----- RECORDS TO USE -----

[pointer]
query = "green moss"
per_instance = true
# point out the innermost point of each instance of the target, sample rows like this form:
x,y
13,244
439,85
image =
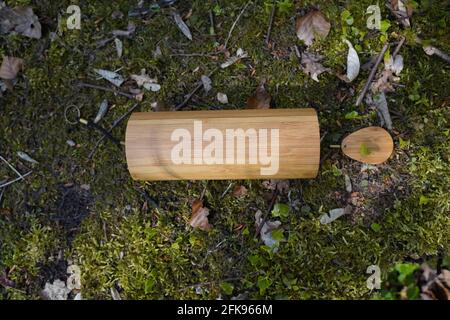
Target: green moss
x,y
152,253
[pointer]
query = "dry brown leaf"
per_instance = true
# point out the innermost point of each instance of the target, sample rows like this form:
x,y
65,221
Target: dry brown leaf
x,y
311,65
260,99
10,67
312,26
240,191
402,12
20,20
199,218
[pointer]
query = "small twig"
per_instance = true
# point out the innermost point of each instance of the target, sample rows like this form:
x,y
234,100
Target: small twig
x,y
433,51
226,190
93,86
1,196
115,124
272,15
95,126
15,180
191,94
235,22
211,21
272,204
372,74
12,167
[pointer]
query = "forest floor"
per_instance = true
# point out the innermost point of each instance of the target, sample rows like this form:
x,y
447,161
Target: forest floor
x,y
134,238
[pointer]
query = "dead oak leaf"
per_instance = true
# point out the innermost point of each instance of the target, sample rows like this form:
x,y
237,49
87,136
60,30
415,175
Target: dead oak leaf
x,y
199,218
260,99
10,68
311,26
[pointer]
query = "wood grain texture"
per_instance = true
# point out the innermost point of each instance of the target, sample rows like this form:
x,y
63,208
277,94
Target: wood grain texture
x,y
377,143
149,144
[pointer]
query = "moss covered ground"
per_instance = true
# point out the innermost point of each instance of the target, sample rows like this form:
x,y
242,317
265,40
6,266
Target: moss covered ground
x,y
134,236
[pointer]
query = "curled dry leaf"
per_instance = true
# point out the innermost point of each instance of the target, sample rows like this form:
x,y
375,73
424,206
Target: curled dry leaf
x,y
125,33
266,231
281,185
119,47
25,157
353,63
333,215
311,26
143,80
311,65
55,291
20,20
395,64
260,99
240,54
402,12
102,110
199,218
207,83
10,67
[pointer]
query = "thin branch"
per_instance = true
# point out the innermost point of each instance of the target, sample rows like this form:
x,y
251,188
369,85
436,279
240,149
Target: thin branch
x,y
194,91
115,124
235,22
399,46
272,15
372,74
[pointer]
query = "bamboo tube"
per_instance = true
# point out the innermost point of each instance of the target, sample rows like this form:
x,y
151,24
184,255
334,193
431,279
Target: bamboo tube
x,y
222,145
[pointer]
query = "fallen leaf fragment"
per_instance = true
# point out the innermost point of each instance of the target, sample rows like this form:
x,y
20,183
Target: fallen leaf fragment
x,y
260,99
144,80
131,28
119,47
102,110
332,215
206,81
311,26
24,156
199,218
182,25
10,67
55,291
240,54
267,229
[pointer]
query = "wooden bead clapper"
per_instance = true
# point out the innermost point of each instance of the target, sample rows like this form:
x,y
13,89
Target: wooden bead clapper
x,y
223,145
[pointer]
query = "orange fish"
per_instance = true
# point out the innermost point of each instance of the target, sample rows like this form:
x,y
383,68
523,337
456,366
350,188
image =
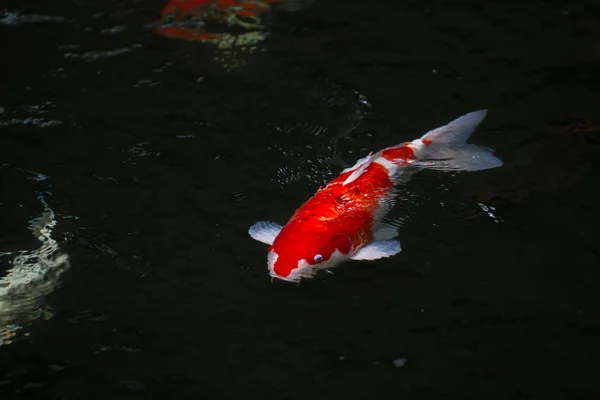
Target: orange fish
x,y
344,220
187,19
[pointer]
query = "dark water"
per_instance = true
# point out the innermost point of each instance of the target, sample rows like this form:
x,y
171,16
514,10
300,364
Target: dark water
x,y
153,156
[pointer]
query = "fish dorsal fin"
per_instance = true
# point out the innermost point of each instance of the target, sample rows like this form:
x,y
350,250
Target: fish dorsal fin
x,y
265,231
360,166
378,249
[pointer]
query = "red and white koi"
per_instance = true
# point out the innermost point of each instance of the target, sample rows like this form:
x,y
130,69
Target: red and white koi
x,y
344,220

-----

Please list every line in the rows above that contains the word "white".

**WRITTEN SOLUTION:**
query = "red and white koi"
Target: red and white koi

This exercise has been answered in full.